→ Gekozen fragment
Articles

National Endowment for the Arts

Bio

Hoewel hij pianist en af en toe organist was, dankt William “Count” Basie zijn faam vooral aan zijn geschiedenis als een van de grote bandleiders. Basie’s arrangementen maakten goed gebruik van solisten, waardoor muzikanten als Lester Young, Buck Clayton, Sweets Edison, en Frank Foster enkele van hun beste werken konden creëren. Hoewel zijn kracht als bandleider lag, bracht Basie’s spaarzame pianostijl het publiek vaak in verrukking met zijn swingende eenvoud.

Basie’s eerste leraar was zijn moeder, die hem piano leerde spelen. Later hielpen de informele orgellessen van zijn mentor Fats Waller hem om werk te vinden in een theater waar hij stomme films begeleidde. In 1927 kwam Basie terecht in Kansas City, waar hij speelde met twee van de beroemdste bands van de stad: Walter Page’s Blue Devils en de Bennie Moten band. In 1935 richtte Basie zijn eigen band op in Kansas City, waarin hij de kern van de Moten band opnam. Ze verzorgden nachtelijke radio-uitzendingen, die de aandacht trokken van muziekproducer John Hammond. In 1936 bracht Hammond de Basie band naar New York, waar de band opende in de Roseland Ballroom. Het jaar daarop was de band een vaste waarde in 52nd Street, in de Famous Door.

→ Jouw opdrachten
A) In welk jaar richtte Basie volgens de tekst over Count Basie zijn eigen band op?
B) Schrijf de tekst over Count Basie verder, beginnend na de laatste zin.

Datasetrijen over waar objecten voorkomen:
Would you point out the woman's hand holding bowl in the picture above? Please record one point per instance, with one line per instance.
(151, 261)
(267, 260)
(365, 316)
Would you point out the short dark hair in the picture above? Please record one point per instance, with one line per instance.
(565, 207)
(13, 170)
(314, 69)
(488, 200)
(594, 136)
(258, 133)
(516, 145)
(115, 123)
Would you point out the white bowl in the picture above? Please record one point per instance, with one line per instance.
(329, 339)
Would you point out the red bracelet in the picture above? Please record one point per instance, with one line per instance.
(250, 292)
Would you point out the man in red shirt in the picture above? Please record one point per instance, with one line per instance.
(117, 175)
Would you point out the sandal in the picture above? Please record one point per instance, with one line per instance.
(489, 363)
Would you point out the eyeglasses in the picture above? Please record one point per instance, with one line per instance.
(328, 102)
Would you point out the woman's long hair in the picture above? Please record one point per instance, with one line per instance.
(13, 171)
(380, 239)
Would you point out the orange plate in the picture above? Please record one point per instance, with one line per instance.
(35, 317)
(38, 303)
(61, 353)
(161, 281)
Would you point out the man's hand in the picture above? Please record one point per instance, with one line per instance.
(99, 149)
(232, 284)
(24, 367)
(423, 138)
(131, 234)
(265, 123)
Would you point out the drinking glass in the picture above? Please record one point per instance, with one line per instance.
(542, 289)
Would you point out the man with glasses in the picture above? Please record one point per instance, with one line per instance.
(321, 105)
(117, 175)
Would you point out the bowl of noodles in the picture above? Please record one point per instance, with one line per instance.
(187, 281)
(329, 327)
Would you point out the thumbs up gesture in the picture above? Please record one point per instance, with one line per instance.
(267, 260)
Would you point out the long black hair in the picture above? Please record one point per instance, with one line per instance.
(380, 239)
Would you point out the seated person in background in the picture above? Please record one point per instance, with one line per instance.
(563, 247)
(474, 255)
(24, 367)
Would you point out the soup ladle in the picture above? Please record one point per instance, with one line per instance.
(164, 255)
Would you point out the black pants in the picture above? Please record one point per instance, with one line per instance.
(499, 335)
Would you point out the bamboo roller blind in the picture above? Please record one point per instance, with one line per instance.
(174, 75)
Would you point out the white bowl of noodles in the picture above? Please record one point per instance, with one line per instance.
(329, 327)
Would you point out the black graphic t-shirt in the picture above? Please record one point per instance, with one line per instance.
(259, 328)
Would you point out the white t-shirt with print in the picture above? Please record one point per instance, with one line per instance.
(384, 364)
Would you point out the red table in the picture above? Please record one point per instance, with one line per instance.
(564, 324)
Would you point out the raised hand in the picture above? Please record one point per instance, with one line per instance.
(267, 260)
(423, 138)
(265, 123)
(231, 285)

→ Antwoorden
A) In 1935, in Kansas City.

B)
In deze tijd was de sleutel tot Basie’s band wat bekend werd als de “All-American Rhythm Section”–Freddie Green op gitaar, Walter Page op bas, en Jo Jones op drums. De blazers waren ook erg sterk, met Lester Young, Earl Warren, en Herschel Evans op saxofoons; Buck Clayton en Sweets Edison op trompetten; en Benny Morton en Dicky Wells op trombones. Met een swingende ritmesectie en topsolisten in de blazerssectie werd Basie’s band één van de populairste tussen 1937-’49, en scoorde swinghits als “One O’Clock Jump” en “Jumpin’ at the Woodside”. Lester Young’s tenor saxofoonspel in deze periode, in het bijzonder op opnames als “Lester Leaps In” en “Taxi War Dance”, beïnvloedde de jazzmuzikanten nog jaren. Bovendien versterkte Basie’s gebruik van grote zangers als Helen Humes en Jimmy Rushing het geluid en de populariteit van zijn band.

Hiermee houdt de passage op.